(Pointing dataset records)
>> BEGIN

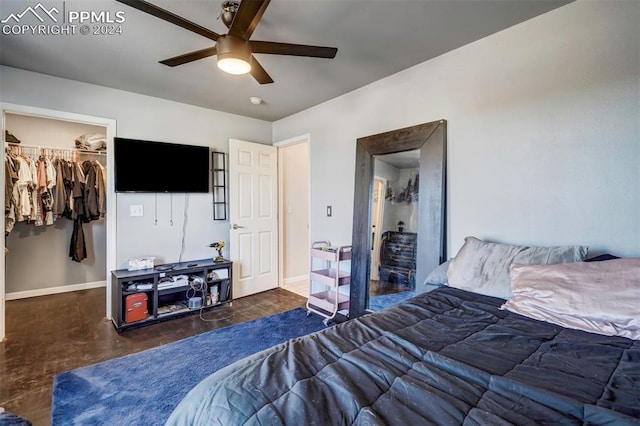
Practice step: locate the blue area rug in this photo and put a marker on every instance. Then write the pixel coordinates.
(145, 387)
(378, 303)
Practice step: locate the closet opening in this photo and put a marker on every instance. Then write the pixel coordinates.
(58, 202)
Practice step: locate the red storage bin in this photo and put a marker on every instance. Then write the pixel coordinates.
(136, 307)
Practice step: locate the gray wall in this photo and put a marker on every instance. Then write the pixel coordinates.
(543, 130)
(145, 117)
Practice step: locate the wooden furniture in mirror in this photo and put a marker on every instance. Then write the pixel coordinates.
(431, 139)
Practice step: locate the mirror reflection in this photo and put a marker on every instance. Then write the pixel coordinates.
(394, 219)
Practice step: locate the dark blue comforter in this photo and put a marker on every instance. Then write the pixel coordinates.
(446, 357)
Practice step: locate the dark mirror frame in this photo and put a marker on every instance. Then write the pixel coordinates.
(431, 139)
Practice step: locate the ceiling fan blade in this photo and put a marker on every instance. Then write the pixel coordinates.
(259, 73)
(275, 48)
(171, 17)
(247, 17)
(189, 57)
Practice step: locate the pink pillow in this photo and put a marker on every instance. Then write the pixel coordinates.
(599, 297)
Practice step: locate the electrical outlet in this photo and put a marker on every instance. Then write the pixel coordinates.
(136, 210)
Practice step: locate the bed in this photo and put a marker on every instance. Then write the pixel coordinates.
(449, 356)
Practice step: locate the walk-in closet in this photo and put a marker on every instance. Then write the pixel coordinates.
(55, 206)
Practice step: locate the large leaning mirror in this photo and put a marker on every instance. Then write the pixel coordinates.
(427, 217)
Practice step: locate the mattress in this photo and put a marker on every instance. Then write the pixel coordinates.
(444, 357)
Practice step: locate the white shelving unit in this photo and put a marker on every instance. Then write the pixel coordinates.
(326, 278)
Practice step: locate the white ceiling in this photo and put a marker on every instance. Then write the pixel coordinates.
(374, 38)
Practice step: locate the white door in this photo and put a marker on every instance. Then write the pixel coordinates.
(377, 214)
(253, 214)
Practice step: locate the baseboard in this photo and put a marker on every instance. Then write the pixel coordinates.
(293, 280)
(54, 290)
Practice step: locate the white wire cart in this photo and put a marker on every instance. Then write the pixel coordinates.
(329, 279)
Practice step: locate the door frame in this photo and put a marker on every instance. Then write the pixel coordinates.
(234, 247)
(304, 138)
(111, 235)
(375, 252)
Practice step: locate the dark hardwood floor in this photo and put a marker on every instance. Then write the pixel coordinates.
(47, 335)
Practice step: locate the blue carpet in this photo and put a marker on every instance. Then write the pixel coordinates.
(378, 303)
(145, 387)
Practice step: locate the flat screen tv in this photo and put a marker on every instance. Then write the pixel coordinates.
(149, 166)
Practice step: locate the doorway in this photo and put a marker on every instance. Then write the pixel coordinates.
(108, 238)
(395, 206)
(379, 189)
(293, 202)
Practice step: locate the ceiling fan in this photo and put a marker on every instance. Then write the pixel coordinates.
(234, 50)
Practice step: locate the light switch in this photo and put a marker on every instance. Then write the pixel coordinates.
(136, 210)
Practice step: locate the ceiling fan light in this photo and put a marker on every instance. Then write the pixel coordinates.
(235, 66)
(234, 55)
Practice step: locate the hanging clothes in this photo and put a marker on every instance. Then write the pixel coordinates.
(91, 190)
(77, 247)
(40, 190)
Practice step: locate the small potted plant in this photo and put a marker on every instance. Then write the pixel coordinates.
(218, 245)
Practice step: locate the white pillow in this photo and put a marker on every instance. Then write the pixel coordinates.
(600, 297)
(439, 275)
(483, 267)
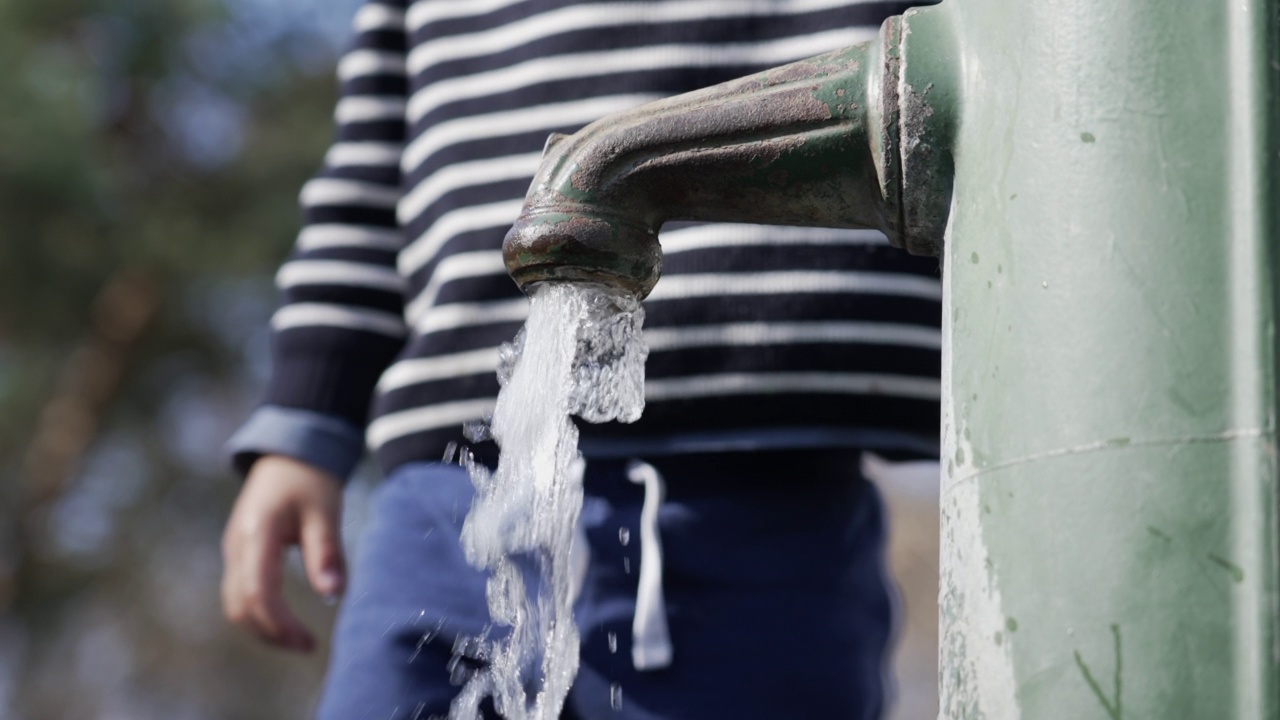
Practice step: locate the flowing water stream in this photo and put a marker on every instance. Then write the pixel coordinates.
(580, 352)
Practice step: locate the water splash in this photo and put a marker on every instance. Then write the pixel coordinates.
(580, 352)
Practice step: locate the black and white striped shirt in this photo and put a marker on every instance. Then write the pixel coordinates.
(397, 299)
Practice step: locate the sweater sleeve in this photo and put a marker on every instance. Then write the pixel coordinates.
(342, 315)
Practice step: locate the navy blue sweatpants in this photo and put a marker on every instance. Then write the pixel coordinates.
(776, 598)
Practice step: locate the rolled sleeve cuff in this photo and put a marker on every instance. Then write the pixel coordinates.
(323, 441)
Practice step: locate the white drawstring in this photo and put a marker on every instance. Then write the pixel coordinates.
(579, 551)
(650, 641)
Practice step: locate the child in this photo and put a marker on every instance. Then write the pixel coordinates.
(771, 369)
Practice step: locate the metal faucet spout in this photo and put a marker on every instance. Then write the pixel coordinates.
(810, 144)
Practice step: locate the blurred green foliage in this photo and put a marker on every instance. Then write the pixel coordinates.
(150, 158)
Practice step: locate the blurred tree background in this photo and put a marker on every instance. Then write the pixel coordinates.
(150, 159)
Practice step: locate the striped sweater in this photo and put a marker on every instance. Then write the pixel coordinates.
(396, 297)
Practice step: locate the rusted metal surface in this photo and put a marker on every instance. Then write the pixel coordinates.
(810, 144)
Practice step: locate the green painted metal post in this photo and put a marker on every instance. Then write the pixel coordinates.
(1110, 542)
(1101, 180)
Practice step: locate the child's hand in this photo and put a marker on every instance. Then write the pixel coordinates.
(283, 502)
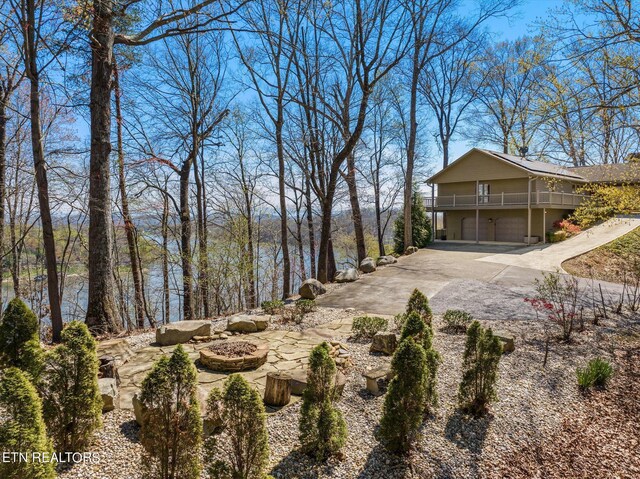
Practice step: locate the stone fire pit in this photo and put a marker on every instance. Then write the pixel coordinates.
(234, 355)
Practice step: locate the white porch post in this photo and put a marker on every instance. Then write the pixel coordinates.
(434, 224)
(477, 213)
(529, 211)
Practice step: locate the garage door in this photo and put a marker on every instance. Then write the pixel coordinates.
(511, 230)
(469, 229)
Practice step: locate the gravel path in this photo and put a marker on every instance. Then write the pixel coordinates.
(533, 404)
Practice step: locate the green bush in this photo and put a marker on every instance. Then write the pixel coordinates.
(456, 321)
(404, 406)
(480, 370)
(245, 447)
(420, 225)
(398, 321)
(416, 329)
(305, 306)
(172, 428)
(22, 428)
(597, 373)
(72, 404)
(272, 307)
(20, 340)
(323, 431)
(419, 303)
(368, 326)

>> END

Without the pictures, transcribe the listing above exactly.

◆ **CORRECT RESPONSE**
Practice step: locate the blue area rug in this photo and put a marker on every instance. Then write the pixel coordinates.
(145, 387)
(378, 303)
Practice step: locate the closet opening in this photo and put a marker on every instance. Then write the pixel coordinates.
(58, 202)
Practice step: locate the red storage bin in this photo and put a marker on every instance. Then write the pixel coordinates.
(136, 307)
Practice step: locate the gray wall in this photo and put a marker on every instance. Then write the pixel coordinates.
(543, 130)
(145, 117)
Practice step: locate the wooden furniture in mirror in this photo and put a marker on every instance. Then write the pixel coordinates.
(431, 139)
Practice step: locate the mirror reflection in this photo and put a marker on every instance. Then write the pixel coordinates.
(394, 219)
Practice step: locate the dark blue comforter in this photo and put a marker on every instance. Then write the pixel coordinates.
(446, 357)
Practice step: locate the dark mirror frame in this photo and put a marker on every instance. Then write the pixel coordinates.
(431, 139)
Practice step: locate the ceiling fan blade in this photo and put a marker on every instance. Then write the pixel coordinates.
(259, 73)
(275, 48)
(171, 17)
(247, 17)
(189, 57)
Practice step: locate the pink pillow in this photo and put a marker on every instance. Then write the pixel coordinates.
(599, 297)
Practice step: locate the electrical outlet in this photo and put a marker on every instance. Then write the pixel coordinates.
(136, 210)
Practice step: locate the bed in this photo and put a marker on every instance. Then write the pixel coordinates.
(449, 356)
Practice step: locate the walk-in closet in this photo and put a marker on every instance. Then write the pixel coordinates.
(55, 206)
Practice step: locate the large leaning mirror in this photo and put a marker on every instance. Then write the pixel coordinates.
(427, 217)
Practice step: locate the mattress in this photo and put a marker on every instance. Then write the pixel coordinates.
(444, 357)
Practice step: locate the white shelving unit in this photo and put a marker on every instance. Then write the pixel coordinates.
(326, 278)
Practice step: locate the white ceiling in this photo and put a marker on every instance. Then write the pixel coordinates.
(374, 38)
Practice step: locate the white door in this photo and put a marker on every instance. Then write the pixel coordinates.
(377, 214)
(253, 214)
Practice step: locate the baseboard in this photo and put a marker on every instance. Then write the pixel coordinates.
(293, 280)
(54, 290)
Practice step: locate the white wire cart in this photo and put a marker on every instance. Then write the pixel coordinates.
(329, 279)
Practice step: locate the door frame in this photo and put a marker on every instance. Then write the pixel coordinates.
(234, 247)
(304, 138)
(111, 235)
(375, 252)
Practice step: locate the dark hardwood floor in this photo and put a marker on every instance. Then write the pixel coordinates.
(47, 335)
Practice step: locate the blue carpet in this photo and put a marker on every instance. Then write the pixel coordinates.
(378, 303)
(145, 387)
Practice step: locate the flat screen tv in this photo and put a marker on every instance. Then write the pixel coordinates.
(149, 166)
Practice step: locate the doorway in this photo and put a marker on every instance. Then write the pixel coordinates.
(108, 238)
(395, 206)
(379, 189)
(293, 202)
Practice step: locate the ceiling fan in this photo and put a marker on every instance. Then write the pixel coordinates.
(234, 50)
Practice step: locate the light switch in this photo and put a marker on every instance. Then write the pixel coordinates.
(136, 210)
Practice step: locate the ceiling fan light in this photo and put a marker on every instance. Then write the pixel coordinates.
(235, 66)
(234, 55)
Practice step: locate the hanging clothes in this photo and put a marker on every instance. Then write the pixel coordinates.
(91, 190)
(77, 247)
(40, 190)
Practice step: locate the small potted plant in this photo and put a marker on every instance. Then write the pixel coordinates.
(218, 245)
Practice step: locate the white pillow in this photo and put a marker on every instance. Then write the pixel coordinates.
(600, 297)
(439, 275)
(483, 267)
Practice step: locate the flowing water stream in this photo and put a marker on every instance. Then write the pixel coordinates.
(580, 352)
Practice step: locate the water splash in this photo and put a marker on every instance. Then write the pixel coordinates.
(580, 352)
Practice step: locate the black and white striped shirt in this photo and put a marker on every instance. Then write the pixel coordinates.
(397, 299)
Practice step: locate the sweater sleeve in this photo and put a marker on every instance. Then write the pixel coordinates.
(342, 315)
Practice step: locate the navy blue sweatpants in this photo and put a marker on every instance. Then write the pixel coordinates.
(776, 598)
Practice step: locate the rolled sleeve cuff in this photo and put a marker on every instance. Then write the pixel coordinates.
(323, 441)
Practice step: locate the white drawstring in this photo and put a marker on every instance. Then write the pixel coordinates.
(579, 551)
(650, 641)
Practice step: locate the child in this photo and put a marker on every instance. Then write the pixel coordinates.
(771, 369)
Practice step: locate the metal faucet spout in this photo and put a marker on every instance. Then write the pixel coordinates.
(810, 144)
Practice step: locate the blurred green foliage in this photo and put a marker on every instance. Then write the pixel coordinates.
(150, 158)
Practice step: locate the blurred tree background in this photo and put a marker on every instance. Then write the pixel coordinates.
(150, 159)
Practice step: locate the striped sweater in this photo and put a marker on every instance. Then write the pixel coordinates.
(396, 297)
Practice step: locate the rusted metal surface in this photo and put a marker on every instance. Then write the pixel coordinates.
(810, 144)
Practice step: locate the green painted metal post in this photo and put a marker on every instance. Then write the pixel coordinates.
(1110, 542)
(1101, 180)
Practice step: locate the child's hand in this photo and put a marker on every instance. Then write the pixel coordinates.
(283, 502)
Practice step: locate the stone fire pit in this photo and put a marker on every instance. Then write the pixel coordinates.
(234, 355)
Practice step: locate the white porch post in this photo and put a marker on every instance. Then write the pixel coordinates.
(434, 224)
(477, 213)
(529, 211)
Practice step: locate the garage door in this photo and put a marker on every instance. Then write the pixel coordinates.
(511, 230)
(469, 229)
Practice step: locate the gravel path in this photo and put a marker on every instance. Then write the pixel coordinates.
(533, 404)
Practice step: locate the green bush in this photo and put a marker on every instance. Then write the pixel coordinates.
(456, 321)
(404, 406)
(480, 370)
(245, 447)
(420, 225)
(398, 321)
(416, 329)
(305, 306)
(172, 428)
(22, 428)
(597, 373)
(72, 404)
(272, 307)
(20, 340)
(323, 431)
(419, 303)
(368, 326)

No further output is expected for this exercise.